▶ Text provided
····················
Re: [WIP Patch v2 04/14] KVM: x86: Add KVM_CAP_X86_MEMORY_FAULT_EXIT and associated kvm_run field

kvm.vger.kernel.org archive mirror
 help / color / mirror / Atom feed

From: Sean Christopherson <seanjc@google.com>
To: Anish Moorthy <amoorthy@google.com>
Cc: Isaku Yamahata <isaku.yamahata@gmail.com>,
	Marc Zyngier <maz@kernel.org>,
	Oliver Upton <oliver.upton@linux.dev>,
	jthoughton@google.com, kvm@vger.kernel.org
Subject: Re: [WIP Patch v2 04/14] KVM: x86: Add KVM_CAP_X86_MEMORY_FAULT_EXIT and associated kvm_run field
Date: Tue, 4 Apr 2023 15:07:02 -0700	[thread overview]
Message-ID: <ZCyfhj729wGXi7B/@google.com> (raw)
In-Reply-To: <CAF7b7mpbeK24ECkL4RWG3S6piYQQTEqLFMKYTFz9g4tcjVdZVw@mail.gmail.com>

On Tue, Apr 04, 2023, Anish Moorthy wrote:
> On Tue, Apr 4, 2023 at 12:35 PM Sean Christopherson <seanjc@google.com> wrote:
> > > Let's say that some function (converted to annotate its EFAULTs) fills
> > > in kvm_run.memory_fault, but the EFAULT is suppressed from being
> > > returned from kvm_run. What if, later within the same kvm_run call,
> > > some other function (which we've completely overlooked) EFAULTs and
> > > that return value actually does make it out to kvm_run? Userspace
> > > would get stale information, which could be catastrophic.
····················
▶ Data excerpt
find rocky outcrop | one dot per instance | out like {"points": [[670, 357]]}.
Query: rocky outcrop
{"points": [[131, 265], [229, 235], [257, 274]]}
····················
▶ Task list
- 1) List every recipient on the Cc line of the KVM patch thread, giving each as it appears there.
- 2) Reproduce everything in the KVM patch thread from "On Tue, Apr 04, 2023, Anish" down to "could be catastrophic.", keeping the original wording intact.

▶ Outputs
- 1)
- Isaku Yamahata <isaku.yamahata@gmail.com>
- Marc Zyngier <maz@kernel.org>
- Oliver Upton <oliver.upton@linux.dev>
- jthoughton@google.com
- kvm@vger.kernel.org

- 2)
On Tue, Apr 04, 2023, Anish Moorthy wrote:
> On Tue, Apr 4, 2023 at 12:35 PM Sean Christopherson <seanjc@google.com> wrote:
> > > Let's say that some function (converted to annotate its EFAULTs) fills
> > > in kvm_run.memory_fault, but the EFAULT is suppressed from being
> > > returned from kvm_run. What if, later within the same kvm_run call,
> > > some other function (which we've completely overlooked) EFAULTs and
> > > that return value actually does make it out to kvm_run? Userspace
> > > would get stale information, which could be catastrophic.